» Tarea asignada
¿Puedes retomar el fragmento de más abajo sobre el viaje interior hacia uno mismo de la mano del Espíritu de Dios y continuarlo a partir de su última oración?

Estos miedos aparecen, sin embargo las más de las veces carecen totalmente de fundamento.

 

            Algo fundamental a tener en cuenta: este “viaje” hacia nuestro interior que pone un “basta” definitivo a la huída, y nos lanza al encuentro con nosotros mismos, no lo haremos solos, sino de la mano del Espíritu de Dios, el único que nos puede revelar la verdad, y el único que puede hacer posible todas las cosas.

 

            Para este paso tan íntimo y tan radical no estamos solos: la gracia de Dios, operada en la Pascua de Jesús, está en nosotros, animándonos desde dentro, iluminándonos, fortaleciéndonos. Por eso debemos pedir el don de poder dar este paso, y, al escucharnos a nosotros mismos, debemos antes ponernos en manos del Padre, porque sólo Él puede abrir caminos que desde nuestras solas fuerzas estarían bloqueados.

» Datos mostrados
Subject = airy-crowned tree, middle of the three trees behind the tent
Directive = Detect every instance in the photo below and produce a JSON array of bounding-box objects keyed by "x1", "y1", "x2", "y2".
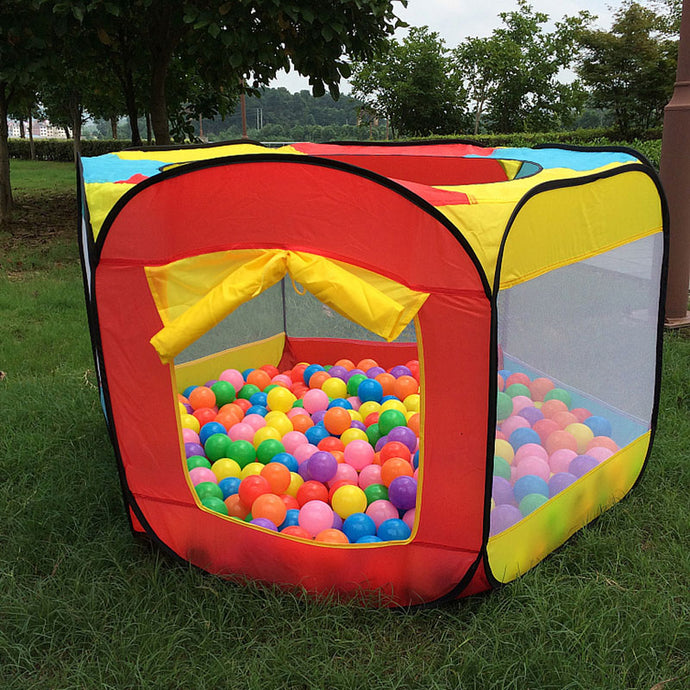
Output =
[{"x1": 454, "y1": 0, "x2": 591, "y2": 133}]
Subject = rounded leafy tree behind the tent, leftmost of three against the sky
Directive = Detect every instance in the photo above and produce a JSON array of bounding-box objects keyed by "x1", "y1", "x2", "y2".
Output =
[{"x1": 351, "y1": 26, "x2": 468, "y2": 135}]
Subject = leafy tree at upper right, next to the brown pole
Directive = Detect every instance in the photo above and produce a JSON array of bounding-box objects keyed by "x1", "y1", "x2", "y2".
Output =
[{"x1": 577, "y1": 2, "x2": 678, "y2": 137}]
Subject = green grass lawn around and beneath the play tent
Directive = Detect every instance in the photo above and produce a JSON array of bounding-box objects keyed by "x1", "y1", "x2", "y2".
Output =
[{"x1": 0, "y1": 168, "x2": 690, "y2": 690}]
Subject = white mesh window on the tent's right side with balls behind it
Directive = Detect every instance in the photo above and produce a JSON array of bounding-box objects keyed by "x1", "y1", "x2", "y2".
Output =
[{"x1": 491, "y1": 234, "x2": 663, "y2": 535}]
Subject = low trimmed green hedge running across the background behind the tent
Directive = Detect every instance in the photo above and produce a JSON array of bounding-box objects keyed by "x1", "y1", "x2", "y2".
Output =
[{"x1": 9, "y1": 129, "x2": 661, "y2": 170}]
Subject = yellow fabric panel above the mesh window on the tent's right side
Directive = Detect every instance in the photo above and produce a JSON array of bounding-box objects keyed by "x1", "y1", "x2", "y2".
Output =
[{"x1": 501, "y1": 171, "x2": 663, "y2": 289}]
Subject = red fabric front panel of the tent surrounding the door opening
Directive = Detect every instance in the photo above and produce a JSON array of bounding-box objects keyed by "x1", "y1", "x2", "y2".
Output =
[{"x1": 95, "y1": 162, "x2": 490, "y2": 604}]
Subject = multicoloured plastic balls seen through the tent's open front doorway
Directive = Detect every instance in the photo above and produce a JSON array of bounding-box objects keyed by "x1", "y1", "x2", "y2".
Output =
[{"x1": 178, "y1": 359, "x2": 419, "y2": 544}]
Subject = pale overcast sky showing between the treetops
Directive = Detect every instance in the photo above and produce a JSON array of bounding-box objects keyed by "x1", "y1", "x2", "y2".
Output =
[{"x1": 271, "y1": 0, "x2": 621, "y2": 93}]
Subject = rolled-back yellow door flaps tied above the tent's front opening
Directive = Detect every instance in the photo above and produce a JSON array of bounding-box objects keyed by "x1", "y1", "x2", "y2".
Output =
[{"x1": 146, "y1": 249, "x2": 428, "y2": 362}]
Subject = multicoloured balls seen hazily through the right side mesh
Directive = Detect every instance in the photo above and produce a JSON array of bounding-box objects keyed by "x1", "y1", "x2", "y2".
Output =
[{"x1": 490, "y1": 370, "x2": 618, "y2": 535}]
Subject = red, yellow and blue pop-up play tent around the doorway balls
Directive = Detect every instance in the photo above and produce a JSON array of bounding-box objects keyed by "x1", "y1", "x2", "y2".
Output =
[{"x1": 78, "y1": 142, "x2": 667, "y2": 605}]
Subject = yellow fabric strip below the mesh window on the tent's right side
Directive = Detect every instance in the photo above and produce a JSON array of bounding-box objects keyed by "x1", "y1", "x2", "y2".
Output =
[{"x1": 487, "y1": 432, "x2": 650, "y2": 582}]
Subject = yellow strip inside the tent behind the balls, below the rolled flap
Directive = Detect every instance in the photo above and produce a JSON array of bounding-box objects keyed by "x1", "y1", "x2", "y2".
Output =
[{"x1": 175, "y1": 333, "x2": 285, "y2": 391}]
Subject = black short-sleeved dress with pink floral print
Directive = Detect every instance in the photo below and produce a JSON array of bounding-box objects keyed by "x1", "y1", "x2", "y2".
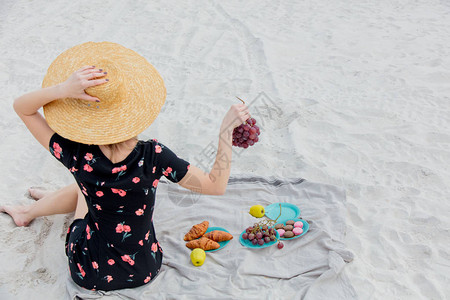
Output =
[{"x1": 50, "y1": 133, "x2": 189, "y2": 291}]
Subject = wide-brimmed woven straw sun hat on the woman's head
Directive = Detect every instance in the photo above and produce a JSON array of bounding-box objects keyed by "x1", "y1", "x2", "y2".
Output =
[{"x1": 42, "y1": 42, "x2": 166, "y2": 145}]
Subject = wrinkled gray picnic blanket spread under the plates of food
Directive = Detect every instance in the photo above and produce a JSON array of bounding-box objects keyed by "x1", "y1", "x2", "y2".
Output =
[{"x1": 67, "y1": 176, "x2": 357, "y2": 300}]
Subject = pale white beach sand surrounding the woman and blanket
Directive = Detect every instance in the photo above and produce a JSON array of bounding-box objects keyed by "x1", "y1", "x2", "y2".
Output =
[{"x1": 0, "y1": 0, "x2": 450, "y2": 299}]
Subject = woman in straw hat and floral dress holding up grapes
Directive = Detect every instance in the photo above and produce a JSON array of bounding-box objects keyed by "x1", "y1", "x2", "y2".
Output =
[{"x1": 0, "y1": 42, "x2": 249, "y2": 291}]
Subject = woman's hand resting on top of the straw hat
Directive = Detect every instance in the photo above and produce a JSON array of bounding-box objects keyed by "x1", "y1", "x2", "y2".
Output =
[{"x1": 60, "y1": 66, "x2": 108, "y2": 102}]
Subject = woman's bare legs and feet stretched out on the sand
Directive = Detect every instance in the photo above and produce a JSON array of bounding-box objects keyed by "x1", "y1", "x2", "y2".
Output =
[{"x1": 0, "y1": 183, "x2": 79, "y2": 226}]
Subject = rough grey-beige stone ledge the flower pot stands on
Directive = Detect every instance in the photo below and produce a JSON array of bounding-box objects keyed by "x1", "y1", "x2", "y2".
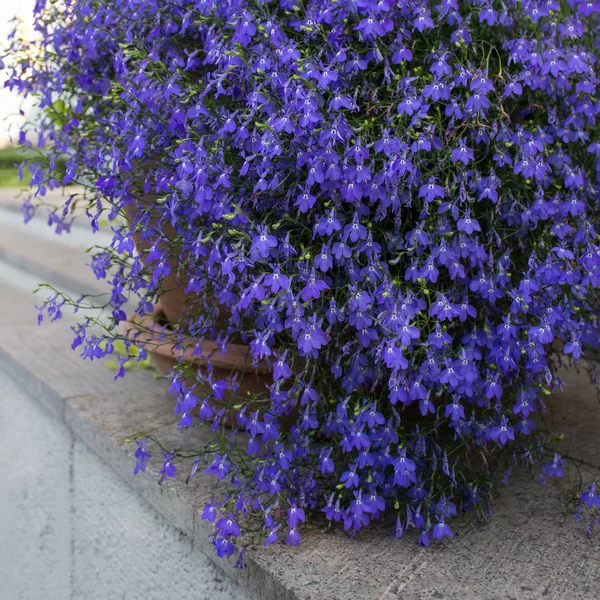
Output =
[{"x1": 0, "y1": 324, "x2": 600, "y2": 600}]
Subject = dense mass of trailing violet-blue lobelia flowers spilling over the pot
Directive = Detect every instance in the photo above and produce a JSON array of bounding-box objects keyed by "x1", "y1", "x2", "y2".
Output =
[{"x1": 8, "y1": 0, "x2": 600, "y2": 556}]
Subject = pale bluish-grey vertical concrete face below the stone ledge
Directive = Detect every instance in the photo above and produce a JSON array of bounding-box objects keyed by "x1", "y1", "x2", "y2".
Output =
[{"x1": 0, "y1": 354, "x2": 250, "y2": 600}]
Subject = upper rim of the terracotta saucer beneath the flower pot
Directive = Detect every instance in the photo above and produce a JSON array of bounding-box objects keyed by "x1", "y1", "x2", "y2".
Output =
[{"x1": 121, "y1": 313, "x2": 273, "y2": 374}]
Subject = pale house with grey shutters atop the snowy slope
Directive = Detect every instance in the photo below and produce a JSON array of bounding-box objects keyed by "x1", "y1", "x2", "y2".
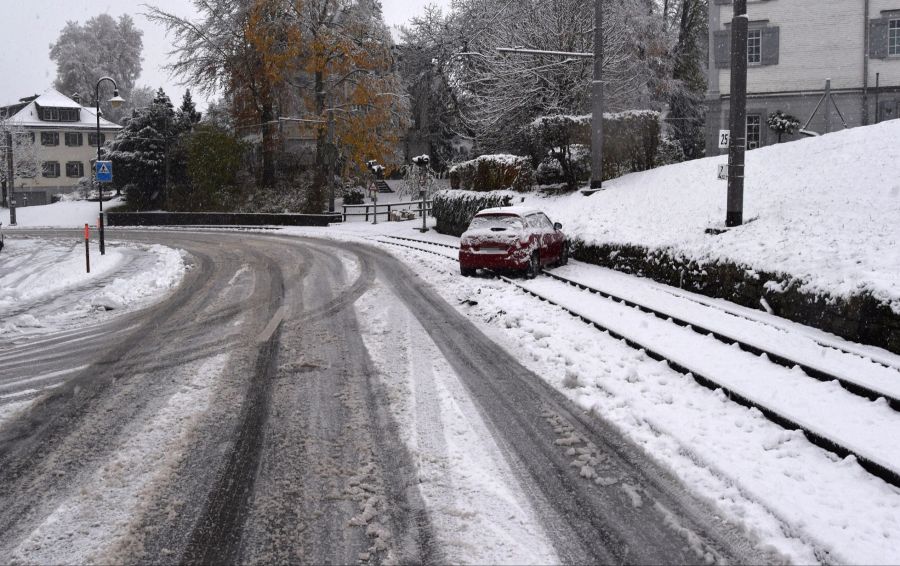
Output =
[{"x1": 706, "y1": 0, "x2": 900, "y2": 155}]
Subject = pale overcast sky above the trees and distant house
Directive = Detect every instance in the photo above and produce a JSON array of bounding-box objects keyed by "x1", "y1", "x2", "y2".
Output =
[{"x1": 0, "y1": 0, "x2": 450, "y2": 111}]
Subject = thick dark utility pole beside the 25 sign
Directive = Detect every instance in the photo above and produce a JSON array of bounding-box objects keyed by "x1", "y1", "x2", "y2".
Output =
[{"x1": 725, "y1": 0, "x2": 749, "y2": 228}]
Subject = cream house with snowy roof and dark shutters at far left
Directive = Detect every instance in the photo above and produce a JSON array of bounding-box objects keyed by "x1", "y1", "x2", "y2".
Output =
[{"x1": 0, "y1": 89, "x2": 121, "y2": 206}]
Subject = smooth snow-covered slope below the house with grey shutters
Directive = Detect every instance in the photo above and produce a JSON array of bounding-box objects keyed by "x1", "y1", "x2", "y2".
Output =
[{"x1": 525, "y1": 120, "x2": 900, "y2": 313}]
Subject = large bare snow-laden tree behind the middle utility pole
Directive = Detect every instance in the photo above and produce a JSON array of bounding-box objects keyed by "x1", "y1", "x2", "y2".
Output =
[{"x1": 438, "y1": 0, "x2": 659, "y2": 155}]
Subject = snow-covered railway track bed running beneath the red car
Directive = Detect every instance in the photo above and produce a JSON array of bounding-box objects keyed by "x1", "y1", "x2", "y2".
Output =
[{"x1": 379, "y1": 236, "x2": 900, "y2": 492}]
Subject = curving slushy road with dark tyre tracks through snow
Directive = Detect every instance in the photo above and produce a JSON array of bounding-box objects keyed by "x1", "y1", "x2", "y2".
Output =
[{"x1": 0, "y1": 231, "x2": 764, "y2": 563}]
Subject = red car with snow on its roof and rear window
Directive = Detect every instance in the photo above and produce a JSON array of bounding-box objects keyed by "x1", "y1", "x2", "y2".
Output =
[{"x1": 459, "y1": 206, "x2": 569, "y2": 277}]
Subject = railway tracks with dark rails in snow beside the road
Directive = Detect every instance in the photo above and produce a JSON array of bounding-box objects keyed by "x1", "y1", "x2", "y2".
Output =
[{"x1": 377, "y1": 236, "x2": 900, "y2": 487}]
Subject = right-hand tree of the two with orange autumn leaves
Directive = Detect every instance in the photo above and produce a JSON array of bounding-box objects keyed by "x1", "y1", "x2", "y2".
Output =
[{"x1": 268, "y1": 0, "x2": 409, "y2": 210}]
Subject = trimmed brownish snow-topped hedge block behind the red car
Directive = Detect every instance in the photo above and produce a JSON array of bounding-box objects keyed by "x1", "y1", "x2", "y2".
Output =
[{"x1": 450, "y1": 154, "x2": 534, "y2": 192}]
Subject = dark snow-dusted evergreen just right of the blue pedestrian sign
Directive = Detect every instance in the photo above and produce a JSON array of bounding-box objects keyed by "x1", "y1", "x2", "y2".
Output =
[{"x1": 106, "y1": 89, "x2": 184, "y2": 210}]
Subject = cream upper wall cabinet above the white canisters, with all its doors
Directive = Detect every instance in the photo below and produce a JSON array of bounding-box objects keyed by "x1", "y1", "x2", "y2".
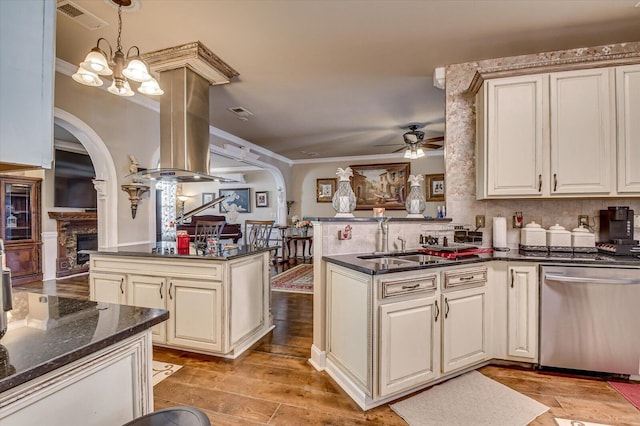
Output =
[{"x1": 476, "y1": 65, "x2": 640, "y2": 199}]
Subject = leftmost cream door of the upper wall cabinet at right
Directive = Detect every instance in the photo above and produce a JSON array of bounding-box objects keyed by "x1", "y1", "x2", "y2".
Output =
[{"x1": 479, "y1": 75, "x2": 547, "y2": 196}]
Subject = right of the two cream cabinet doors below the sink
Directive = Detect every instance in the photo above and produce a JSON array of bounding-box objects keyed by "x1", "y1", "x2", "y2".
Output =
[{"x1": 442, "y1": 287, "x2": 488, "y2": 373}]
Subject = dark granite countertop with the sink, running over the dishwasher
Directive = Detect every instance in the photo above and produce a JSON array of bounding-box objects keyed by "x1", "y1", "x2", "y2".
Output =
[{"x1": 322, "y1": 251, "x2": 640, "y2": 275}]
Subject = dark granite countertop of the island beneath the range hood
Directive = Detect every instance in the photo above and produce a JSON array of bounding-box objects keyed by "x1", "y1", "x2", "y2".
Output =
[{"x1": 80, "y1": 242, "x2": 279, "y2": 260}]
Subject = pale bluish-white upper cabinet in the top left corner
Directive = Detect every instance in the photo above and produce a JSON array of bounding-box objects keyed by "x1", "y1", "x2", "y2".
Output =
[{"x1": 0, "y1": 0, "x2": 56, "y2": 170}]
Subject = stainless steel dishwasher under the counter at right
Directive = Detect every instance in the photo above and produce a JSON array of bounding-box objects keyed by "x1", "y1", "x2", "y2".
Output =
[{"x1": 539, "y1": 266, "x2": 640, "y2": 375}]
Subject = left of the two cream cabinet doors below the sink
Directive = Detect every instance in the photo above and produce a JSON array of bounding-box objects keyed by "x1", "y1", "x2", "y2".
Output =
[{"x1": 379, "y1": 296, "x2": 440, "y2": 397}]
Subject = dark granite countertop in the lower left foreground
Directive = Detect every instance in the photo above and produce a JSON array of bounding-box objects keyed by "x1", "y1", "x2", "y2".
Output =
[{"x1": 0, "y1": 292, "x2": 169, "y2": 392}]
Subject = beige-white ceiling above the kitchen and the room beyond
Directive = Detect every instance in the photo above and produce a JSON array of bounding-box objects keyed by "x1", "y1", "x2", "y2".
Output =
[{"x1": 56, "y1": 0, "x2": 640, "y2": 159}]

» Respuesta
 

La posibilidad de realizar este paso es parte de nuestra “redención”, la gracia por excelencia que Jesús nos regala en su Pascua.

 

Tal vez el giro que hemos dado desde la descripción de las huidas al “paso” hacia el encuentro, tengan la sensación que hemos traspasado casi violentamente desde el plano psicológico al espiritual. Pero es que nosotros, aún cuando complejos, somos una unidad, por eso nuestra relación con Dios es necesaria (honestamente no concibo otro modo de vivir a pleno), para la armonización, el orden y el desarrollo de nuestra persona en sentido integral.